TO DO:
Every word in the data below belongs in your copy, exactly as given; the pictures do not.

Saved entries:
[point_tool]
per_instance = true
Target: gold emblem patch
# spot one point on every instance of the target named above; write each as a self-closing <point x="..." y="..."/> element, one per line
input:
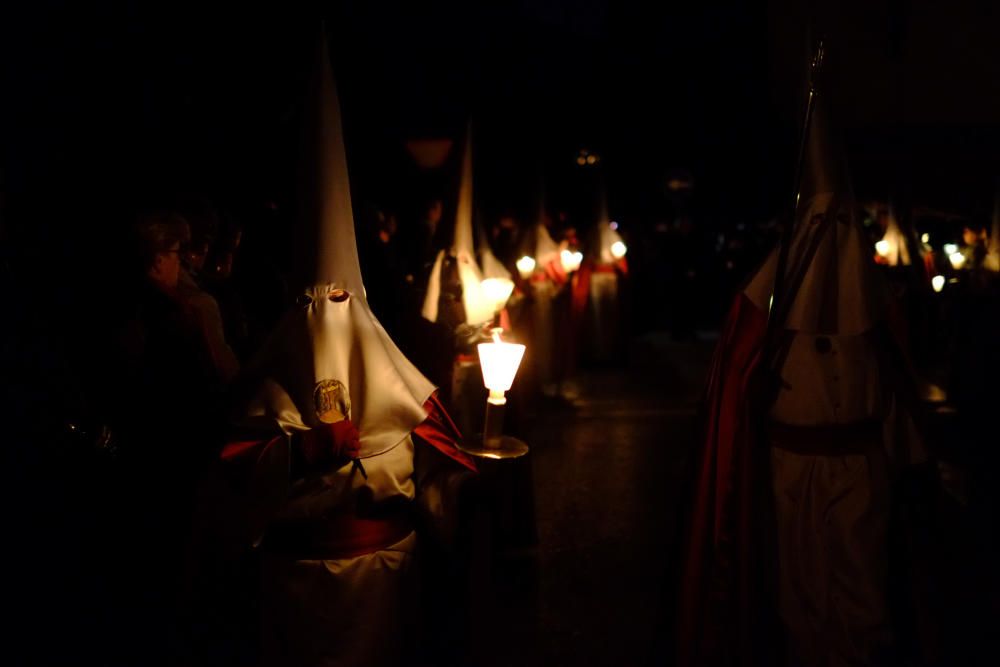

ANSWER FOR THIS EXERCISE:
[point_tool]
per_instance = true
Target: gold emblem patch
# spot one point on every instance of the target named above; write each as a self-closing <point x="..." y="..."/> element, one per line
input:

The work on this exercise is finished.